**Excerpt provided:**
The artist Cheyanne, played by Iliana Lucero Barron, dips and swipes a paintbrush against a canvas that the audience can only imagine but never see for themselves.
Cheyanne stares intently at the painting, her eyebrows pulled closer together. Stage left her boyfriend Rodrigo is aiding her father Frank, a former house painter ailed by dementia’s demons.
The stage lights flicker. Play director Phil Luna leans over from his seat in the audience:
“We are still working on the lights,” Luna said.
Cipriano Ortega, who plays Rodrigo, wrote the original iteration of “Cheyanne” years ago as an assignment at Metropolitan State University. Born and raised in Denver’s Northside by two professional artists, the show depicts the experience of brown artists learning to navigate a complex and nuanced art world.
The loss of a father’s memory, the pressures of an ambitious art dealer and the tensions of love and art draw on themes of gender, class, race and health that Ortega knew all too well growing up.
“I don’t think there’s any villain per se,” Ortega said. “I think all of them have their reasons for why they’re doing what they’re doing. And I think that’s life.”
The dramatic romance, set in a one bedroom apartment, premieres at The People’s Building in Aurora on Friday, April 26 and will run for two weekends. Tickets are $18-$38. The show is supported by Control Group Productions.
Ortega’s playwright debut was inspired by how his family navigated Denver’s art world.
Ortega wrote the fictional narrative around his own experiences raised by professional artists Sylvia Montero and Tony Ortega.
An artist, musician, actor and now playwright, Ortega has had to navigate his own intersectional identities as an Indigenous, Chicano, queer artist to fit the mold of a “successful” creative.
Ortega’s mother is of Apache descent with ancestors from Texas that never settled on a reservation. While applying for Indigenous grant money for a project years ago, Ortega was asked to provide official government recognition. Phone calls to Apache reservations looking for the “Montero” name in registers were to no avail.
“Even though I know for a fact I’m Indigenous, I don’t have the ‘papers,’ the U.S. government provided institutionalized representation of that,” Ortega said. “This show in particular I just wanted to show my modern interpretation of what it’s like to try and juggle all these things as brown people.”

**Exercise directions:** Please pick up the article about the play "Cheyanne" and continue it past its last paragraph. The lines that follow come from a separate source.

**Source information:**
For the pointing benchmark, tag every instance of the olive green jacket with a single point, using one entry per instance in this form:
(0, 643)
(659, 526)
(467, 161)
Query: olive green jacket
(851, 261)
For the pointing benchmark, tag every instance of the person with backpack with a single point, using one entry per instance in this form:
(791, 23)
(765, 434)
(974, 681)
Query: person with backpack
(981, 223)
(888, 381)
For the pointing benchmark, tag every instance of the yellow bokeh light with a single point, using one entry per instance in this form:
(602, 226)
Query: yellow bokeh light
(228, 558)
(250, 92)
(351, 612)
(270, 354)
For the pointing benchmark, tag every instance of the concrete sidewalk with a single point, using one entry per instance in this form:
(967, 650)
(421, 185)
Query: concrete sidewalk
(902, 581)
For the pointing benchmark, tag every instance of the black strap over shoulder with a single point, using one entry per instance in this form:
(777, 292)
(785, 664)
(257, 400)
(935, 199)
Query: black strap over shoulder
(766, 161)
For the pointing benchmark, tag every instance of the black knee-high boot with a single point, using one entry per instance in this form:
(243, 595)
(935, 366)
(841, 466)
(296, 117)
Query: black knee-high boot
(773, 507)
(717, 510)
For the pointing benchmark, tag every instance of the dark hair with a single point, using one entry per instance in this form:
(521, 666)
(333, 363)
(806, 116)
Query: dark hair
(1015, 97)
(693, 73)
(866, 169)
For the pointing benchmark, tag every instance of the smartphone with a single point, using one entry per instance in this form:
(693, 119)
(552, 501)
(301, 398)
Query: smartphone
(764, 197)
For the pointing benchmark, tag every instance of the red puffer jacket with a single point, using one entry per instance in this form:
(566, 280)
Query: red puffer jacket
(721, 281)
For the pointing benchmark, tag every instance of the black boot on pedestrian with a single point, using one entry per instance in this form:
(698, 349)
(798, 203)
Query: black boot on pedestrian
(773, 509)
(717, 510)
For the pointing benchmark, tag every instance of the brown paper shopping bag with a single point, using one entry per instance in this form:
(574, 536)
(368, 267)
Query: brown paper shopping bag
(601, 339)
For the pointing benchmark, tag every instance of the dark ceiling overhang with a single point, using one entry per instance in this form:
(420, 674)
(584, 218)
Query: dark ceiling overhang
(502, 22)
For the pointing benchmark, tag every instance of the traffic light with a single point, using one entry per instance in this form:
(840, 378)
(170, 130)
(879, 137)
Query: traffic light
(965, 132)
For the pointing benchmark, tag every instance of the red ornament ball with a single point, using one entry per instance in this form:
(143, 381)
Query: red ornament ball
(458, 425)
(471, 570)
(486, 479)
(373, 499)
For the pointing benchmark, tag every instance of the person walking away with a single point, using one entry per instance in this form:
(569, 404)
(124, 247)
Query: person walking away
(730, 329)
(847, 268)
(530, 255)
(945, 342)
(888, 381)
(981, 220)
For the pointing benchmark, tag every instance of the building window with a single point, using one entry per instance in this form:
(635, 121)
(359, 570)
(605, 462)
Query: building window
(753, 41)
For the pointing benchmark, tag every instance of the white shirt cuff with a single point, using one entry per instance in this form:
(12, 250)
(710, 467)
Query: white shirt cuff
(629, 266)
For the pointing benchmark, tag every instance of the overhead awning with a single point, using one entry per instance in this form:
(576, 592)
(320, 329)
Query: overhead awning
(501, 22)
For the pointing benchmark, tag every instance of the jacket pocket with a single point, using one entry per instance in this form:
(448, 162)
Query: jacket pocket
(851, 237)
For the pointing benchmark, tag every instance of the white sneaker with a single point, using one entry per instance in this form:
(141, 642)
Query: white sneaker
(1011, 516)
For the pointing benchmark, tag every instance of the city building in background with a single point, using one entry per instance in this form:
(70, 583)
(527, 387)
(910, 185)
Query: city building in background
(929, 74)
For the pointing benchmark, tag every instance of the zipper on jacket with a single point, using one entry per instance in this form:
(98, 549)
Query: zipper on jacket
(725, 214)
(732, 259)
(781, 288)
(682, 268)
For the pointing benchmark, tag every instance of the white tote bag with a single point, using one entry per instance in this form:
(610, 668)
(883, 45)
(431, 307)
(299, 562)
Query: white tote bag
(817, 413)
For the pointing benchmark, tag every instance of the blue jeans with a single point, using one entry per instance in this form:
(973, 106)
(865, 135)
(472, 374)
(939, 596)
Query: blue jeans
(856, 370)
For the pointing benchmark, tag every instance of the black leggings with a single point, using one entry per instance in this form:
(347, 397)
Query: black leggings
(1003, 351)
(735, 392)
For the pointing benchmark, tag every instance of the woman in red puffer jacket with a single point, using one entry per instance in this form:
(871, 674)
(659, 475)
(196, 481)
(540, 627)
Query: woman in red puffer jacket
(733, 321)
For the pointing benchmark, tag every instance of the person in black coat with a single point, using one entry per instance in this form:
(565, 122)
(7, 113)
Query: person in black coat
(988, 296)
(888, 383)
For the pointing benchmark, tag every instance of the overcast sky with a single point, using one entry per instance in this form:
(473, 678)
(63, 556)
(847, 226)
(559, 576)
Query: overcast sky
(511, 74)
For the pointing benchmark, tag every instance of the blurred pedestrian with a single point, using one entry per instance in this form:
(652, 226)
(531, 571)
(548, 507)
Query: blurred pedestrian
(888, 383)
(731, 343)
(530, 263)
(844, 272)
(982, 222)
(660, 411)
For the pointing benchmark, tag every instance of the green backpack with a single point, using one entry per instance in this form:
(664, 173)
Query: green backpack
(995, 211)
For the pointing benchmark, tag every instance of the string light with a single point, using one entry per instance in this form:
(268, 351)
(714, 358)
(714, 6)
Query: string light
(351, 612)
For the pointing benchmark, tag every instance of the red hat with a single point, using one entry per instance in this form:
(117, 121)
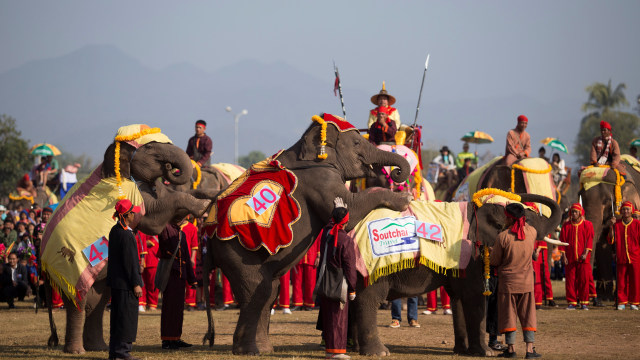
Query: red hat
(627, 204)
(578, 207)
(124, 206)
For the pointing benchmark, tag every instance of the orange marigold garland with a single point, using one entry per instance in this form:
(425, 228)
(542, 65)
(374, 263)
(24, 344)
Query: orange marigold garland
(116, 161)
(323, 136)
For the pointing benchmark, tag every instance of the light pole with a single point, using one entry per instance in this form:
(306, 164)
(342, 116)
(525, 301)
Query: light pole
(236, 117)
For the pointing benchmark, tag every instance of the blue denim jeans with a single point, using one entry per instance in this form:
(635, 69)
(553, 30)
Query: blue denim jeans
(412, 309)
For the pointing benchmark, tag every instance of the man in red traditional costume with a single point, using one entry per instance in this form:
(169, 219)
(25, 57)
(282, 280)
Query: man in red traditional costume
(518, 142)
(605, 150)
(625, 234)
(383, 101)
(303, 278)
(578, 233)
(512, 254)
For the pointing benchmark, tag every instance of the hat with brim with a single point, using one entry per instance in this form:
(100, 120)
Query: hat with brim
(374, 98)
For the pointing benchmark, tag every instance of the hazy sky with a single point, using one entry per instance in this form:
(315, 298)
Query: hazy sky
(546, 50)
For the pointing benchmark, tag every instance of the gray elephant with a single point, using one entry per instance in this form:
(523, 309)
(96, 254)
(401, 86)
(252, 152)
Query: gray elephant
(466, 292)
(254, 275)
(148, 164)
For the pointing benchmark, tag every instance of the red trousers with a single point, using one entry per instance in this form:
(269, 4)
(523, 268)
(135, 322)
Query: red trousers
(283, 298)
(577, 282)
(149, 291)
(542, 286)
(227, 294)
(628, 288)
(303, 281)
(432, 301)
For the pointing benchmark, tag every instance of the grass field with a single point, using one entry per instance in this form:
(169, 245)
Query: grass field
(600, 333)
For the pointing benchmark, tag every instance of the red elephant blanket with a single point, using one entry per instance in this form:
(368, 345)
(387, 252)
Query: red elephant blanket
(258, 207)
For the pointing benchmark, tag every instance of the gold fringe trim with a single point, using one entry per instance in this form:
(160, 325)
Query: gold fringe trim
(71, 289)
(492, 191)
(410, 264)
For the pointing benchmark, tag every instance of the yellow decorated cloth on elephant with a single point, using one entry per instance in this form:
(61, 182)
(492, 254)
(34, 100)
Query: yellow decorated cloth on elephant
(538, 180)
(593, 175)
(633, 162)
(258, 208)
(80, 220)
(432, 234)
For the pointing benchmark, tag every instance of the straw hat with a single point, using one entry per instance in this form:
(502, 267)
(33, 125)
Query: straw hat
(374, 98)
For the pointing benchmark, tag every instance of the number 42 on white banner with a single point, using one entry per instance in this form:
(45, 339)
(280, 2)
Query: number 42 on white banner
(429, 231)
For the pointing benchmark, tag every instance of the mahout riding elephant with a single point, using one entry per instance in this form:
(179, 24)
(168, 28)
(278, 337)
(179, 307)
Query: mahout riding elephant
(466, 291)
(147, 163)
(254, 275)
(598, 202)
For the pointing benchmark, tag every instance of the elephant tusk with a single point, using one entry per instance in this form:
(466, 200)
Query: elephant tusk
(554, 241)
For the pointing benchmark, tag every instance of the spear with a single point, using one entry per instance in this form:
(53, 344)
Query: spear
(424, 74)
(338, 86)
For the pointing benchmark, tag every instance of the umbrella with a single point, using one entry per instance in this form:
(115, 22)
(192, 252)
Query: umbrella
(45, 149)
(555, 144)
(477, 137)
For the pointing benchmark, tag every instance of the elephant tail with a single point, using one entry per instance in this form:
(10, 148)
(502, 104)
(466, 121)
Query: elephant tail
(208, 266)
(53, 338)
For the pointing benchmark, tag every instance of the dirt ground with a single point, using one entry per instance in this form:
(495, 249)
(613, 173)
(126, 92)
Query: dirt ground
(600, 333)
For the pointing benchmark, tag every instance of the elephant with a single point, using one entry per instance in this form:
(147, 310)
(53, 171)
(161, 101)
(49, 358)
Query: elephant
(466, 292)
(254, 275)
(597, 202)
(148, 164)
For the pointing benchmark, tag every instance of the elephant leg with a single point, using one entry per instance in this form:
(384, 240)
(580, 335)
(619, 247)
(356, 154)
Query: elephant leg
(73, 334)
(459, 326)
(366, 307)
(96, 301)
(251, 335)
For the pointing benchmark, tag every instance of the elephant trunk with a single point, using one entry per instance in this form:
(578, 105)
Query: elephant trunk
(556, 213)
(401, 171)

**Reply:**
Living in the Northside for the last 33 years, Ortega lives in the same home that he moved into when he was just two days old. The play draws on his Latino background, utilizing aspects like Spanglish dialogue and original blues inspired music, to help draw the audience into what a Northside artist’s home would have been like.
“Each character in this current iteration really is a representation of all the archetypes that a lot of people of color have to play into to be recognized and be a professional artist in the world,” Ortega said.
The role of Frank, played by Angelo Mendez, was introduced after Ortega’s grandfather passed away in 2020 of COVID and other medical complications. A loss that Ortega said is still “very challenging to deal with.”
“I didn't know that he was going to change it so much,” Luna said, recalling what the first iteration of the play was like. “The passing of his grandfather was such an influence that it changed the trajectory of this play.”
For Ortega, it’s true that life dictates the artist and what they are going to do. For Cheyanne and Rodrigo, the struggle to give birth to their creative processes is now amplified by the emotional labor required to care for a loved one. And for the artists, fictional or not, the pressures to sell their art looms large. Ortega uses the vignettes of these characters to communicate what he sees as the true antagonist.
“The main opposing enemy to all of this is capitalism,” Ortega said. “That’s what dictates what people will see in terms of... what is deemed as successful.”
The art dealer Lisa, played by Magally Luna, embodies the economic pressures that Cheyanne and Rodrigo face in light of their true creative expressions.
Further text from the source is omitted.